**To do**
Please rewrite the passage of the solicitor-client privilege text starting at "SCP—the principle that" and ending at "the whole world.", substituting "entire world" for "whole world".

The End of Advisory Common Interest Privilege?
Solicitor-client privilege (SCP) was dealt a serious blow in Iggillis Holdings Inc. v. Canada (National Revenue) (2016 FC 1352;
under appeal). As a result of this decision, parties to a transaction
who share privileged information with each other could have a difficult
time refusing the CRA's requests for that information. Joint
representation would preserve privilege, but it would delay transactions
and increase costs.
Communication between a lawyer and a client that entails the seeking or
giving of legal advice and that is intended to be confidential is
subject to SCP (Solosky v. The Queen,  1 SCR 821).
SCP—the principle that persons should be able to communicate frankly
with their lawyers in order to have their interests fully represented—is
a fundamental principle of the Canadian justice system. SCP belongs to
the client and can be waived only by the client. As a general rule, it
has been accepted that once the client waives SCP by divulging
privileged information to a third party, the client waives SCP as
against the whole world.
A defence against a waiver of SCP to a third party—advisory common
interest privilege (advisory CIP)—has been developed by the courts. This
defence could be relied on to ensure that SCP was not waived when the
parties that shared information protected by SCP had a common interest
in completing a commercial transaction (Pitney Bowes of Canada Ltd. v. Canada, 2003 FCT 214, and Fraser Milner Casgrain LLP v. Canada (Minister of National Revenue), 2002 BCSC 1344).
This meant that in undertaking a transaction, lawyers for the seller
and lawyers for the buyer could share certain information that was
subject to SCP and not lose the privilege for the shared information.
Iggillis has taken a novel approach to advisory CIP. The FC
rejected the rationale that advisory CIP is a valid defence to the
waiver of SCP: "CIP is not a valid component of SCP doctrine"

**Source material**
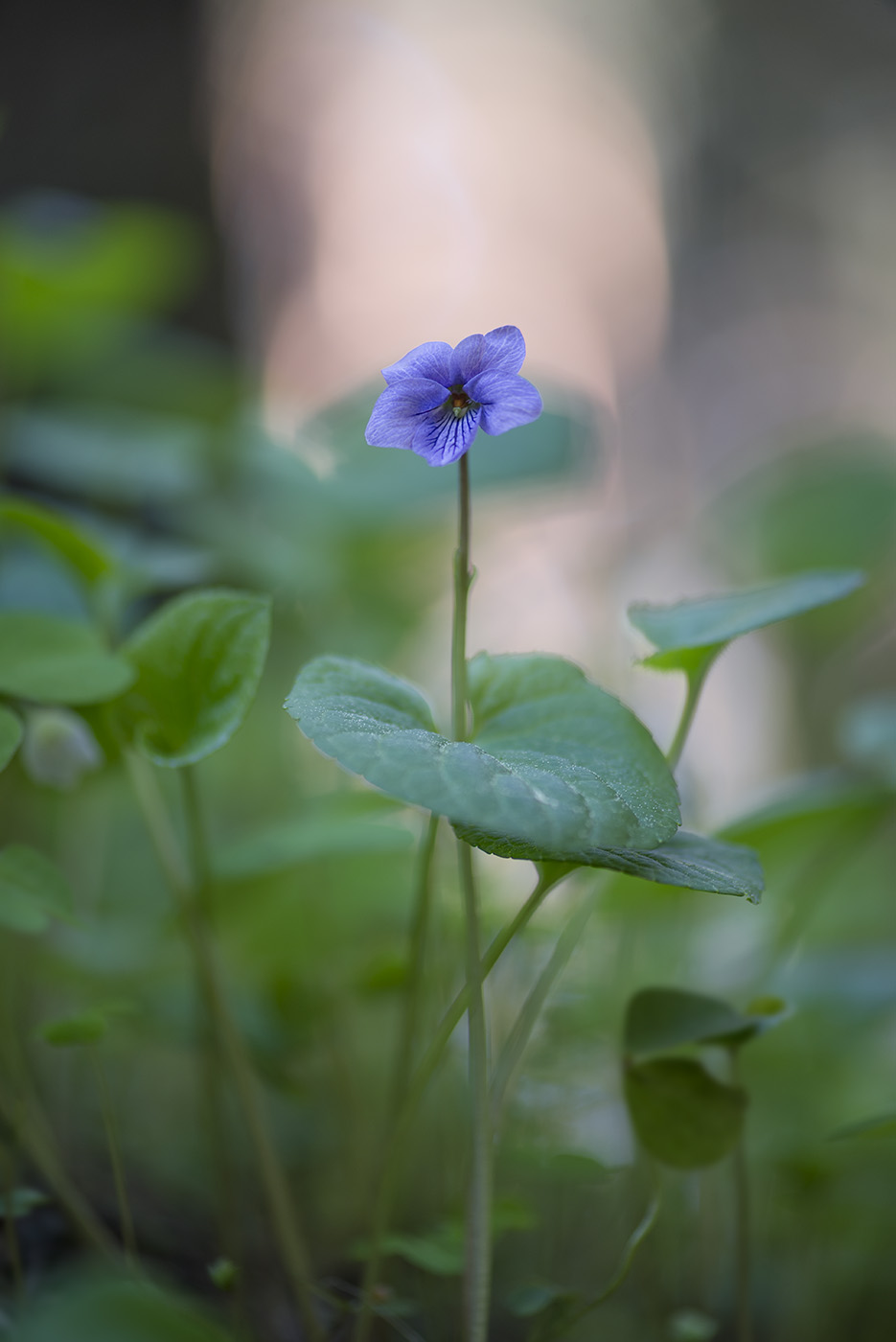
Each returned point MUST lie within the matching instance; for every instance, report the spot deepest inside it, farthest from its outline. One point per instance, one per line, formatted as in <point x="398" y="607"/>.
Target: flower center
<point x="459" y="402"/>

**Written answer**
SCP—the principle that persons should be able to communicate frankly
with their lawyers in order to have their interests fully represented—is
a fundamental principle of the Canadian justice system. SCP belongs to
the client and can be waived only by the client. As a general rule, it
has been accepted that once the client waives SCP by divulging
privileged information to a third party, the client waives SCP as
against the entire world.